- **Problem to work on**:
Each entry that follows must be output without any deviation.

- **Material supplied**:
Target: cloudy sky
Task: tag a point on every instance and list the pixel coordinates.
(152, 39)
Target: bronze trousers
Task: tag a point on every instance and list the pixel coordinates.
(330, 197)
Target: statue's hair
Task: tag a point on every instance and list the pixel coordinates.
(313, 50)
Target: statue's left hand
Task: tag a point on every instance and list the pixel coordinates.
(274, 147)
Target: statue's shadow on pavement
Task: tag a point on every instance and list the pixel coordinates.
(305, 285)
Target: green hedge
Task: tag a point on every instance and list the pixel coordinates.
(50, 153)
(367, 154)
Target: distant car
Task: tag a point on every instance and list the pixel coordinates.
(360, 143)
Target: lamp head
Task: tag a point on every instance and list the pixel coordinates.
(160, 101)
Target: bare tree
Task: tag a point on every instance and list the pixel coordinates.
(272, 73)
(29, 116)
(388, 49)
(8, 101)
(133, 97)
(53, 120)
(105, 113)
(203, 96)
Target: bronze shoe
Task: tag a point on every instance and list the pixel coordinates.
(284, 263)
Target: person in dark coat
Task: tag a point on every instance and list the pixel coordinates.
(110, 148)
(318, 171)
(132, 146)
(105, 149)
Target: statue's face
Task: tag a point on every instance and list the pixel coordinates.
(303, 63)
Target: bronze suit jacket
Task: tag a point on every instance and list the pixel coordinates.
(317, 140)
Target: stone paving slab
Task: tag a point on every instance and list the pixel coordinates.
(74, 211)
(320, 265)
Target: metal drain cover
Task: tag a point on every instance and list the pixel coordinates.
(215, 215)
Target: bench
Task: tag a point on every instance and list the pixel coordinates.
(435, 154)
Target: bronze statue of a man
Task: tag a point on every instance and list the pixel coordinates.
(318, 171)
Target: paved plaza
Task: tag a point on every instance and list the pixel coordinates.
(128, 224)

- **Response for this exercise**:
Target: cloudy sky
Task: tag a point on every instance and list the pixel coordinates.
(152, 39)
Target: bronze trousers
Task: tag a point on every instance and list the pixel coordinates.
(330, 197)
Target: statue's hair
Task: tag a point on every instance and list the pixel coordinates.
(313, 50)
Target: statue's left hand
Task: tag a point on every instance and list the pixel coordinates.
(274, 147)
Target: statue's shadow on pavement
Task: tag a point on every instance and list the pixel coordinates.
(305, 285)
Target: green hedge
Task: tag a point on every instance and list the pixel coordinates.
(50, 153)
(367, 154)
Target: distant car
Task: tag a point on every instance and list the pixel coordinates.
(360, 143)
Target: lamp head
Task: tag a point on every instance and list the pixel coordinates.
(160, 101)
Target: bare tree
Task: tag a point on every instance and list the pixel coordinates.
(272, 73)
(29, 116)
(388, 49)
(8, 101)
(133, 97)
(53, 120)
(105, 113)
(203, 96)
Target: bronze shoe
Task: tag a point on every instance and list the pixel coordinates.
(284, 263)
Target: person in dark coat
Task: tag a point on every instance and list the pixel coordinates.
(110, 148)
(318, 171)
(132, 146)
(105, 149)
Target: statue's face
Task: tag a point on every instance and list the pixel coordinates.
(303, 63)
Target: bronze suit jacket
Task: tag a point on every instance and list the pixel coordinates.
(317, 140)
Target: stone paving slab
Task: tag a point on every instance and list the pixel coordinates.
(74, 211)
(320, 265)
Target: metal drain cover
Task: tag a point on every instance and list the pixel coordinates.
(215, 215)
Target: bench
Task: tag a point on every instance and list the pixel coordinates.
(435, 154)
Target: bronze statue of a man
Task: tag a point on every instance and list the pixel coordinates.
(318, 171)
Target: paved plaza
Task: tag a point on every instance and list the pixel coordinates.
(128, 224)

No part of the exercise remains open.